Dear list,
I'm using GridSearchCV to do some simple model selection for a text
classification task. I've got it working (see below for caveat), but I'm
not convinced that I'm making the best use of this tool. If someone has the
time/inclination, I'd love a set of eyes to check the following gist to see
if I'm doing this correctly:
https://gist.github.com/e2ca1910450819a8a28
Also, for some reason this is throwing errors when I set n_jobs to anything
other than 1. I'm on OS X 10.7.4, using sklearn 0.13. The traceback looks
like:
Process PoolWorker-1:
Traceback (most recent call last):
File
"/System/Library/Frameworks/Python.framework/Versions/2.7/lib/python2.7/multiprocessing/process.py",
line 232, in _bootstrap
self.run()
File
"/System/Library/Frameworks/Python.framework/Versions/2.7/lib/python2.7/multiprocessing/process.py",
line 88, in run
self._target(*self._args, **self._kwargs)
File
"/System/Library/Frameworks/Python.framework/Versions/2.7/lib/python2.7/multiprocessing/pool.py",
line 59, in worker
task = get()
File
"/System/Library/Frameworks/Python.framework/Versions/2.7/lib/python2.7/multiprocessing/queues.py",
line 352, in get
return recv()

__Supplied material__
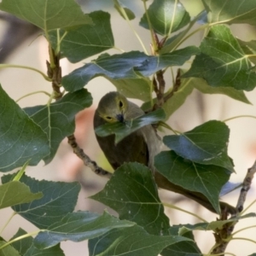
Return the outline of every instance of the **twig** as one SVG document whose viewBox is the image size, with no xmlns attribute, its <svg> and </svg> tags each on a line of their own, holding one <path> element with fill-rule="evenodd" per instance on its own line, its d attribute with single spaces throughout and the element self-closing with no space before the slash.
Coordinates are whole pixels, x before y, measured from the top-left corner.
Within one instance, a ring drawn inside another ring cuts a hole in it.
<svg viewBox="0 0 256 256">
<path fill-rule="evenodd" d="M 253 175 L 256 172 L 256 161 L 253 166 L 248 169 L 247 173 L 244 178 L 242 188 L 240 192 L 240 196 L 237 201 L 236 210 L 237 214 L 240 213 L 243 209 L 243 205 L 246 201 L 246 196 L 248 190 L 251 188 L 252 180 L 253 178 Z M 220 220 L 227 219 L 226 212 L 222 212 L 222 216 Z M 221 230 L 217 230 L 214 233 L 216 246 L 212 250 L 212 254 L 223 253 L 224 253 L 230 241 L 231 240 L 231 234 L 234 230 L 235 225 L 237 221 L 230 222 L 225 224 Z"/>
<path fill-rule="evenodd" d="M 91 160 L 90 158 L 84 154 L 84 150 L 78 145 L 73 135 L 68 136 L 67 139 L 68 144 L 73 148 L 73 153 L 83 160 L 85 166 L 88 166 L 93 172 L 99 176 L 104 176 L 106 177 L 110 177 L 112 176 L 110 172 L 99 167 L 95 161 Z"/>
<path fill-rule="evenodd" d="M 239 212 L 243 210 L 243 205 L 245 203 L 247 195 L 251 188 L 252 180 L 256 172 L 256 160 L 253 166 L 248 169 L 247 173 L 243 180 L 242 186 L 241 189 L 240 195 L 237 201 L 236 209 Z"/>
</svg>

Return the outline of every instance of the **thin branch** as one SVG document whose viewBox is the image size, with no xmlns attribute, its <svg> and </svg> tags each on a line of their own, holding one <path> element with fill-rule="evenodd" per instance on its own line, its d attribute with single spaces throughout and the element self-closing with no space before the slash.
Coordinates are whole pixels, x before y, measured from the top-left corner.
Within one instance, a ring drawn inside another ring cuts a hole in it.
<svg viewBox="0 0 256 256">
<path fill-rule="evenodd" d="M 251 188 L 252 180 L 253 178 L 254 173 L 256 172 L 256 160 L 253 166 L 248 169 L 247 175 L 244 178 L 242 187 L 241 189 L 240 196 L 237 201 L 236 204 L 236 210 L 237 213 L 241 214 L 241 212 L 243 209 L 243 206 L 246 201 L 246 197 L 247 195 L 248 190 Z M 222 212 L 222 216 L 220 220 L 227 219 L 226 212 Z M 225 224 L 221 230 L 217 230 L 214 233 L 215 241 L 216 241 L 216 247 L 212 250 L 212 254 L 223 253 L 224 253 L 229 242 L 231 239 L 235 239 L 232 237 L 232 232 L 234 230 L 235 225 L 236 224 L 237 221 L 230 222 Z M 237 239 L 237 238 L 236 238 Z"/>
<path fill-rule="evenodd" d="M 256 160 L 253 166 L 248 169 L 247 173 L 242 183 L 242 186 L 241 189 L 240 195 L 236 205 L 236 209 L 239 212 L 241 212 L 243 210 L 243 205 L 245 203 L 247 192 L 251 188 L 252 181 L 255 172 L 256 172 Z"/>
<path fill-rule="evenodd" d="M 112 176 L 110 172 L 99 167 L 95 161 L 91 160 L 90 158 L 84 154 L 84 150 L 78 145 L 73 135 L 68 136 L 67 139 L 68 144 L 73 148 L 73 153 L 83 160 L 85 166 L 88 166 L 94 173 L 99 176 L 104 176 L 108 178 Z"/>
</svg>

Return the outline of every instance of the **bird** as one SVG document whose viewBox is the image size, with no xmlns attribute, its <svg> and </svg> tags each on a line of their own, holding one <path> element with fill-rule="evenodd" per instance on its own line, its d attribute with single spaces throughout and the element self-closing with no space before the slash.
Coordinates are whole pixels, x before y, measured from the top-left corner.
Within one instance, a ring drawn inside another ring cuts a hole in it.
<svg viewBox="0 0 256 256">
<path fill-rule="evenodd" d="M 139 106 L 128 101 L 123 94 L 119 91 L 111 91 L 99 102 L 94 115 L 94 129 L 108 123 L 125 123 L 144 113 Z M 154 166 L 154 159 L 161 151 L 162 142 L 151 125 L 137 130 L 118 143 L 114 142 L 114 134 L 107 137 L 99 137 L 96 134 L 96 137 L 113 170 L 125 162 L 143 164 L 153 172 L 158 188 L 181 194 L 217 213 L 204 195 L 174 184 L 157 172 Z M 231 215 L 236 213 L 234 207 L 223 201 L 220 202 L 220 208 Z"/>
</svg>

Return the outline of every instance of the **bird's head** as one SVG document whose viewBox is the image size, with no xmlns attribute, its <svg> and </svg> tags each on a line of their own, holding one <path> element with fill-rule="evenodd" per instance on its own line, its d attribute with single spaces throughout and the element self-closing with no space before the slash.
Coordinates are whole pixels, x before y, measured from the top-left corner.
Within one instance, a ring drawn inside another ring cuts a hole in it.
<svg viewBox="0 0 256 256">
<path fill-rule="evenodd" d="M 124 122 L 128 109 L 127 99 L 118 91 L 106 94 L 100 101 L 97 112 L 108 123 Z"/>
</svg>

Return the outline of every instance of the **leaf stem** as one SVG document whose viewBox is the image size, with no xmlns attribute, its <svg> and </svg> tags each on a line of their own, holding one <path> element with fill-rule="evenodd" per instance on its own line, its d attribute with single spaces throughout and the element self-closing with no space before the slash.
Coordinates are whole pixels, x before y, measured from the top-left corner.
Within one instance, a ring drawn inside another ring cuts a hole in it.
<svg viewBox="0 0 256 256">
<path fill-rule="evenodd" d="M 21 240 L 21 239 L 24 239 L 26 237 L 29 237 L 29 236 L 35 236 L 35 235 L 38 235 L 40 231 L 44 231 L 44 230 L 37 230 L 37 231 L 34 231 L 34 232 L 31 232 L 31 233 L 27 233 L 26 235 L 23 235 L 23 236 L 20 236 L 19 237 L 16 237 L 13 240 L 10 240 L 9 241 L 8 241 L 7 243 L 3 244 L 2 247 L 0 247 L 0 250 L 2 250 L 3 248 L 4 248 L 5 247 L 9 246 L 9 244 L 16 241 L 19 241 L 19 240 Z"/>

__Stated problem 1__
In the GridSearchCV post, answer:
(a) Which OS X version is the poster on?
(b) Which sklearn version is being used?
(c) What n_jobs setting triggers the errors?
__Stated problem 2__
Can you switch "top-left corner" to "upper-left corner" in the part of the rows that opens with the line containing "Return the outline of every instance of the **leaf" and closes with the last of the rows, then give that part again, leaving everything else unchanged?

__Problem solution 1__
(a) OS X 10.7.4
(b) sklearn 0.13
(c) Setting n_jobs to anything other than 1

__Problem solution 2__
Return the outline of every instance of the **leaf stem** as one SVG document whose viewBox is the image size, with no xmlns attribute, its <svg> and </svg> tags each on a line of their own, holding one <path> element with fill-rule="evenodd" per instance on its own line, its d attribute with single spaces throughout and the element self-closing with no space before the slash.
Coordinates are whole pixels, x before y, measured from the upper-left corner.
Within one instance, a ring drawn inside another ring cuts a hole in it.
<svg viewBox="0 0 256 256">
<path fill-rule="evenodd" d="M 21 240 L 21 239 L 24 239 L 26 237 L 29 237 L 29 236 L 35 236 L 35 235 L 38 235 L 40 231 L 44 231 L 44 230 L 37 230 L 37 231 L 34 231 L 34 232 L 31 232 L 31 233 L 27 233 L 26 235 L 23 235 L 23 236 L 20 236 L 19 237 L 16 237 L 13 240 L 10 240 L 9 241 L 8 241 L 7 243 L 3 244 L 2 247 L 0 247 L 0 250 L 2 250 L 3 248 L 4 248 L 5 247 L 9 246 L 9 244 L 16 241 L 19 241 L 19 240 Z"/>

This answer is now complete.